「株式会社 誠もち店」代表取締役の比嘉誠さん。持っているのは紅イモ、タコスチーズ、もずくのあんかけ、ラフテー、もとぶ牛を餅で包んだ「沖縄のまる焼き」 画像を見る

祖母の時代から続く餅屋稼業 目標は全国展開

 

誠もち店(本部町山川)の代表取締役・比嘉誠さん(42)は餅屋で育ち、子どもの頃から餅作りに携わっていた。祖母が始めた商売を父が継いで「比嘉もち店」とし、その後のれん分けという形で比嘉さんが「誠もち店」をスタート。20代で30人の従業員を雇うまでになり、急成長を遂げた裏で悩むこともあった。紆余(うよ)曲折を経て、2012年には米粉を使った衣に、もとぶ牛や紅イモなどを詰めた「沖縄のまる焼き」を開発。全国おやつランキングで5位となる。コロナ禍でも知恵を絞り、業績を伸ばす比嘉さんに話を聞いた。

 

誠もち店の始まりは1960年にさかのぼる。比嘉誠さんの祖母は、近所の人から頼まれ行事用の餅を作っていた。当時は家庭で作ることが多く、共働きで時間がないという人のために作っていた餅が、近所では「おいしい」と評判になった。祖母は事故で片足を失くした夫の世話をしながら餅を作り、そのうち材料費や手間賃をもらうようになり商売につなげた。

 

がむしゃらに働く

 

比嘉さんは高校卒業後、飲料関係の会社へ就職したが過労で倒れ半年で退職。いくつかアルバイトを経て父の店を手伝うようになる。

 

「お盆の時季に、おやじに『集金してこい』と言われて出掛けたら、行く先々で現金をどばってもらうんですよ。これすごいもうかる仕事じゃん! と思いました。経費のこととか何も分からないで、ただ目の前に現金がいっぱいあったから単純にもうかるお餅屋さんなんだと思って」と笑う。

 

比嘉さんは稼ぐため父の店を継ぐつもりで「餅屋やりたい」と告げると、「自分でやりなさい」と言われ、母方の実家を間借りして一から店を始めることにした。

 

「そこで5年ぐらいやったかな。いい勉強になりました。昔から行事があるたびに身内が集まって餅作りをしていたので、母方の祖父母も即戦力として手伝ってくれました」

 

そのころ、両親が離婚。21歳で結婚した比嘉さんも、2人目の子どもが生まれて半年後に離婚した。まだ幼い年子のきょうだいを引き取って子育てしながら、がむしゃらに働き2人の妹を専門学校へ進学させるための学費も賄ったという。
* * *
**記述問題 1**
誠もち店に関する記事から次の一文を英語に訳してください。「祖母は事故で片足を失くした夫の世話をしながら餅を作り、そのうち材料費や手間賃をもらうようになり商売につなげた。」
**記述問題 2**
記事のうち、「誠もち店の始まりは1960年」から「さんなんだと思って」と笑う。」までを両端も含めて、一字一句違えずに書き写してください。
次のエントリは、上の記事とは別個の資料です。

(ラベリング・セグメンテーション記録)
* * *
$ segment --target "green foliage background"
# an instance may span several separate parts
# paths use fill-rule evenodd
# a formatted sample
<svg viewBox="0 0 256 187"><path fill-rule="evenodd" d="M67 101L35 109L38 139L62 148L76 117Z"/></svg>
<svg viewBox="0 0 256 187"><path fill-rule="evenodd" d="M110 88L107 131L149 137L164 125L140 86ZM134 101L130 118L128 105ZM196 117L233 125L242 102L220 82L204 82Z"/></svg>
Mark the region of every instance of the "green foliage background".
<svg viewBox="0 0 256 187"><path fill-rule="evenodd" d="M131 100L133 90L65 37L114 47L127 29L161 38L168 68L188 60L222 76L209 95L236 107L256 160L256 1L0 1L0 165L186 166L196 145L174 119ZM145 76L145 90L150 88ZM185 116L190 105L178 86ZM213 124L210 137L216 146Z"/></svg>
* * *
**正解 1**
While caring for her husband, who had lost a leg in an accident, the grandmother made mochi, and in time she began receiving money for ingredients and labor, turning it into a business.

**正解 2**
誠もち店の始まりは1960年にさかのぼる。比嘉誠さんの祖母は、近所の人から頼まれ行事用の餅を作っていた。当時は家庭で作ることが多く、共働きで時間がないという人のために作っていた餅が、近所では「おいしい」と評判になった。祖母は事故で片足を失くした夫の世話をしながら餅を作り、そのうち材料費や手間賃をもらうようになり商売につなげた。

 

がむしゃらに働く

 

比嘉さんは高校卒業後、飲料関係の会社へ就職したが過労で倒れ半年で退職。いくつかアルバイトを経て父の店を手伝うようになる。

 

「お盆の時季に、おやじに『集金してこい』と言われて出掛けたら、行く先々で現金をどばってもらうんですよ。これすごいもうかる仕事じゃん! と思いました。経費のこととか何も分からないで、ただ目の前に現金がいっぱいあったから単純にもうかるお餅屋さんなんだと思って」と笑う。